═══ QUOTED PASSAGE

Kugler and colleagues have now developed a therapeutic vaccine for patients with metastatic renal cell cancer by fusing DCs and autologous tumor cells with an electrical pulse. Response rates in the treatment of metastatic renal cell cancer with chemotherapeutic or hormonal agents are less than 10%. Disease regressions have also been demonstrated in only a minority of patients treated with interferons or interleukin-2. Here, the authors report tumor responses in seven of seventeen patients vaccinated with the fusion cells and prolonged stabilization of disease in two additional patients. Four patients achieved complete regression of their disease and have had no evidence of recurrence for periods of up to 21 months. In these patients, regressions were found in diverse metastatic sites and involved large tumor masses. Other than mild, transient fever, and pain at metastatic sites, there were no adverse effects. In addition, there was no evidence of autoimmune disease. As the authors point out, their provocative findings were obtained in a small cohort of patients and longer follow-up is needed to fully assess the effect of the vaccine. Nonetheless, the substantial regressions often seen within weeks of the first immunization indicate the potency of these vaccines and the responsiveness of the immune system to an adequate stimulus.

══════
═══ RECORDS SUPPLIED

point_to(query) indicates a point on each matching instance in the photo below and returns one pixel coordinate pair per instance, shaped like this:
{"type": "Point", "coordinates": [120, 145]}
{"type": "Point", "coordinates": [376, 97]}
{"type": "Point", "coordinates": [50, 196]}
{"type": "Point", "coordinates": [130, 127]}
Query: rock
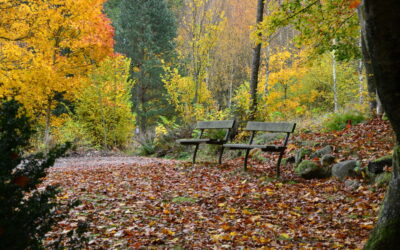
{"type": "Point", "coordinates": [327, 160]}
{"type": "Point", "coordinates": [383, 179]}
{"type": "Point", "coordinates": [301, 154]}
{"type": "Point", "coordinates": [343, 169]}
{"type": "Point", "coordinates": [321, 152]}
{"type": "Point", "coordinates": [291, 159]}
{"type": "Point", "coordinates": [352, 184]}
{"type": "Point", "coordinates": [376, 166]}
{"type": "Point", "coordinates": [310, 170]}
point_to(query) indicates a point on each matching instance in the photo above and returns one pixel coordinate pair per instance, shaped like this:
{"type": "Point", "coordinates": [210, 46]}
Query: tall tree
{"type": "Point", "coordinates": [46, 47]}
{"type": "Point", "coordinates": [382, 34]}
{"type": "Point", "coordinates": [144, 32]}
{"type": "Point", "coordinates": [255, 67]}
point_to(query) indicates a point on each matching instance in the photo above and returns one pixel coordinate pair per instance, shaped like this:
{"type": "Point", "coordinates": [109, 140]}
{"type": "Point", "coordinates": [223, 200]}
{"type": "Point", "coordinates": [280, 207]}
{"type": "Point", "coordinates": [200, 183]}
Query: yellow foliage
{"type": "Point", "coordinates": [181, 93]}
{"type": "Point", "coordinates": [50, 48]}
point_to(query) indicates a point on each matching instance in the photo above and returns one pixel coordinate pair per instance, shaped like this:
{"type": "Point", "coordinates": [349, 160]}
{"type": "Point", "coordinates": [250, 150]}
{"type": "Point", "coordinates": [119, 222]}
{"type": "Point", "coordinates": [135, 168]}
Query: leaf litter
{"type": "Point", "coordinates": [136, 202]}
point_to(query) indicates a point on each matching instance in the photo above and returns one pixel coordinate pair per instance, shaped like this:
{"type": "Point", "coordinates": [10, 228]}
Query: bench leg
{"type": "Point", "coordinates": [245, 159]}
{"type": "Point", "coordinates": [195, 153]}
{"type": "Point", "coordinates": [221, 152]}
{"type": "Point", "coordinates": [278, 171]}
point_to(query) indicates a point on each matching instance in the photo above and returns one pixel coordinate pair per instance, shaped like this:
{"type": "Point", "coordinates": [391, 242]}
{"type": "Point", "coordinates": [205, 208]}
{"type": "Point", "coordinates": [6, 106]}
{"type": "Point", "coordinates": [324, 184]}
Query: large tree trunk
{"type": "Point", "coordinates": [255, 67]}
{"type": "Point", "coordinates": [382, 32]}
{"type": "Point", "coordinates": [334, 79]}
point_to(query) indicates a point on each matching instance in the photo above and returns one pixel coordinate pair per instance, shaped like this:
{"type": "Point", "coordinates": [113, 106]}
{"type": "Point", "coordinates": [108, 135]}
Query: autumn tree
{"type": "Point", "coordinates": [47, 47]}
{"type": "Point", "coordinates": [382, 34]}
{"type": "Point", "coordinates": [255, 66]}
{"type": "Point", "coordinates": [328, 26]}
{"type": "Point", "coordinates": [104, 105]}
{"type": "Point", "coordinates": [144, 32]}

══════

**EXERCISE INSTRUCTIONS:**
**1.** According to the passage on the renal cell cancer vaccine, how many patients achieved complete regression of their disease?
**2.** Extend the passage on the renal cell cancer vaccine beyond its last sentence.

**TASK-BY-TASK OUTPUTS:**
**1.** Four patients.

**2.**
There are many experimental issues raised by the study of Kugler et al. that relate to the development of an optimal fusion cell vaccine. The authors used autologous tumor cells that had been fused to allogeneic DCs from random donors. Allogeneic stimulation of autologous T cells could contribute to induction of the immune response to the tumor ( Fig. 1). In contrast, fusions with autologous DCs may be more effective in targeting tumor cells with downregulated expression of MHC molecules (Fig. 1). Fusion cell dosages and the number of vaccinations required represent additional variables that will need to be optimized in future studies. In cases of a mixed response or progressive disease, fusions with the different tumor metastases, which could be clonal, may also be required to achieve a complete response. Additionally, it will be important to determine whether fusion cell vaccines can induce immunity against multiple tumor antigens, and prevent tumor cell escape by antigen downregulation. It will also be important to identify the tumor antigens that best stimulate a potent anti-tumor response. Kugler et al. have already begun to address this issue by demonstrating that the fusion cell vaccine induces CTL activity against the Muc1 antigen, which is widely overexpressed in breast and other carcinomas10.

Figure 1: A tumor vaccine is created by fusion of carcinoma cells to autologous and allogeneic dendritic cells in the presence of polyethylene glycol or an electrical pulse.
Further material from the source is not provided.